- _Page excerpt_:
——————————
Interestingly, quantum beats appear at both the exciton (X) and biexciton (XX) resonances, and at the above bandgap photoinduced absorption (PIA) peak as seen from the Sz temporal profiles at two distinct beating times (Fig. 2h). We note that the phonon coherence cannot explain the π-phase shift between the two probes because the lattice vibration should not be sensitive to the light helicity in halide perovskites. From the beating map, an oscillation period of ~2.5 ps, corresponding to an energy of ~1.7 meV, can be estimated, which is ascribed to the energy difference between two linearly polarized eigenstates. Such an energy splitting is comparable to the reported values in the order of meV for CsPbBr3 NCs25,26 and CdSe QDs41, while being larger than that for CsPbI3 NCs (hundreds of μeV)24,27,28 and arsenide-based QDs (tens of μeV)7,42 measured by single-particle PL. In addition, the energy gap dependence of the splitting energy is also consistent with the literature reports27,43, where enhanced splitting appears in the smaller NCs as shown by shorter oscillation periods in Fig. 2j. We note that our measurement provides the average splitting energy between any two linearly polarized eigenstates because of the random orientations (in such case the dipole orientation is immaterial in the substrate plane). Surprisingly, quantum beating can also be observed in NC ensemble by the linearly polarized pump-probe measurements where the subtracted signal exhibits a weaker oscillation with the same frequency to that from the circularly polarized measurements (Supplementary Fig. 12). Particularly, the linearly polarized measurement shows a longer decay due to the long-lived exciton population without the longitudinal spin relaxation process. Again, our horizontal pump interacts with both the Πx and Πy dipoles because of the random NC orientations. Hence the beating between the two coupled levels can be resolved. A single-particle level experiment may clarify the dipole alignments, which would allow the enhancing and erasing of the quantum beating according to the polarization distribution. Moreover, the independence of oscillating frequency on the excitation density (Fig. 2i) indicates a robust coherence against many-body interactions.

Exciton spin relaxation

The optical orientation of excitons allows the study of the spin lifetime τs, i.e., the envelope of the oscillatory dynamics. To understand the exciton spin relaxation process, we examine the temperature dependences of Sz in these CsPbBr3 NCs. Figure 3a compares the spin-relaxation dynamics in an NC ensemble with an average particle size of (6.3 ± 1.3) nm (NC6) at different temperatures, where increasing temperature seems to prolong the spin-relaxation time up to RT and cancel out the beating signature. By fitting the net spin polarization dynamics with either a single-exponential (above 120 K) or a damped oscillation model (below 150 K), the exciton spin-relaxation time τs can be obtained, as summarized in Fig. 3b. For comparison, two other sizes (8.3 ± 1.4) nm (NC8), (12.0 ± 1.7) nm (NC12), and CsPbBr3 polycrystalline thin film (PTF) samples are also inspected (see Supplementary Fig. 47 for sample characterizations). For the PTF sample, the spin dynamics versus temperature is interpreted in the context of the EY mechanism (Supplementary Note 3), where the increasing longitudinal optical (LO) phonon population with temperature leads to an acceleration of the spin relaxation. In contrast, the NC counterparts exhibit anomalous dependences below certain temperatures despite the shortened spin-relaxation times. As the temperature decreases from 340 K, the initial increase of τs can be attributed to the EY process. Although the EY lifetimes in NCs are shorter than in PTF, they display the same power-law fitting exponent of −1.3 with temperature. In this regime, decreasing NC size promotes faster spin relaxation, which is consistent with the literature44. All three NC ensembles show a τs maxima at around 200 K, 260 K, and 320 K for NC12, NC8, and NC6, respectively. The maxima indicate that an additional spin-relaxation channel is present in these NCs and manifests mainly at low temperatures, where it overtakes EY as the most efficient spin-relaxation mechanism.
——————————
- _Problem statement_:
Based on the perovskite spin-relaxation excerpt above, decide whether each statement agrees with it, answering yes or no and quoting the deciding words. 1. The beating period of about 2.5 ps corresponds to an energy of about 1.7 meV. 2. The NC6 ensemble reaches its τs maximum at around 200 K. 3. In the EY regime, smaller NCs show slower spin relaxation.

(Photo object pointing data)
——————————
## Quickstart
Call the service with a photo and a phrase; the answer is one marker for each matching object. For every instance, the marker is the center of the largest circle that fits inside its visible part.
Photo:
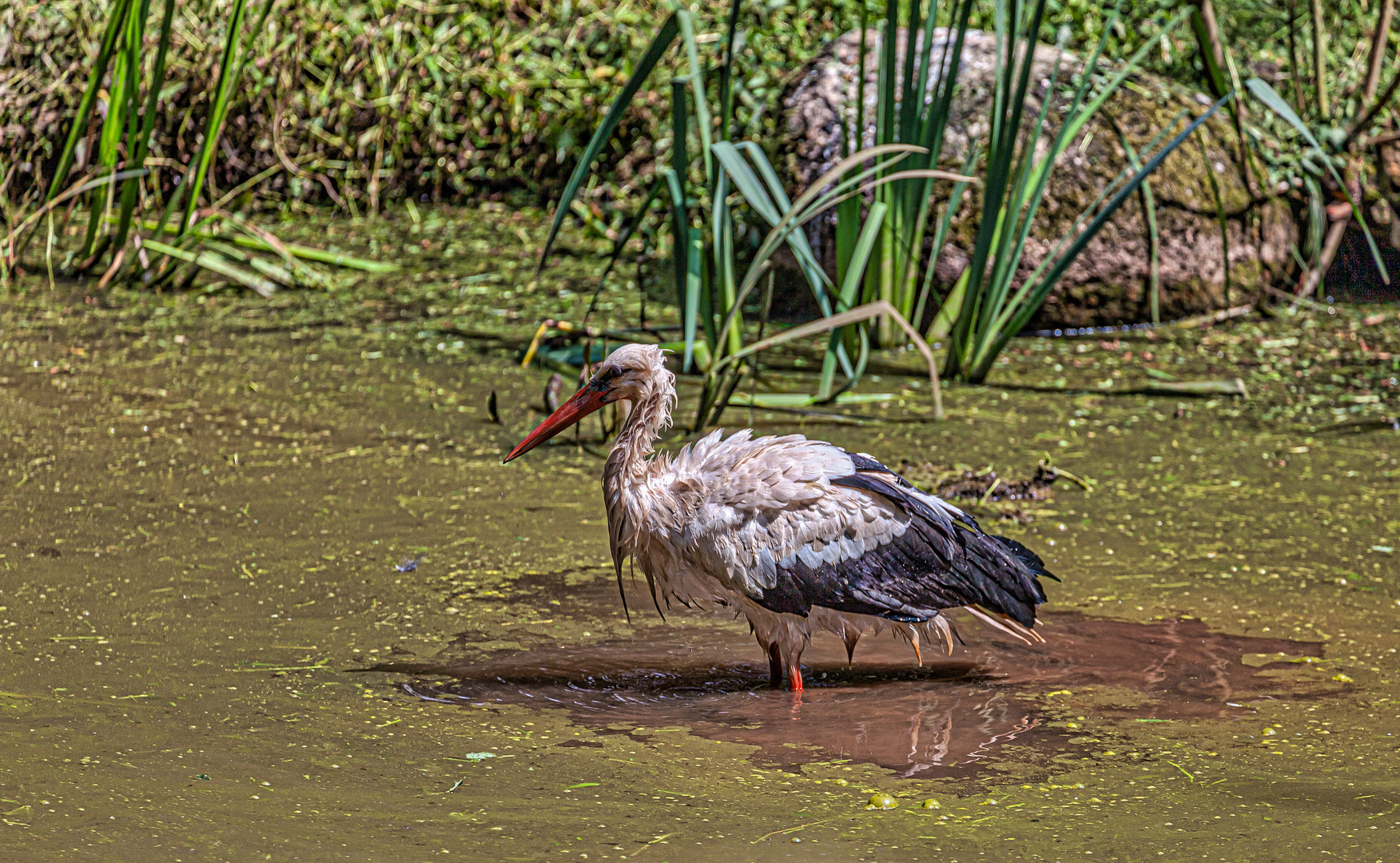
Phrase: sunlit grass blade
(654, 52)
(130, 189)
(214, 264)
(1264, 93)
(694, 280)
(231, 69)
(850, 286)
(84, 109)
(1042, 289)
——————————
- _Result of the exercise_:
1. Yes: "an oscillation period of ~2.5 ps, corresponding to an energy of ~1.7 meV"
2. No: "at around 200 K, 260 K, and 320 K for NC12, NC8, and NC6, respectively"
3. No: "decreasing NC size promotes faster spin relaxation"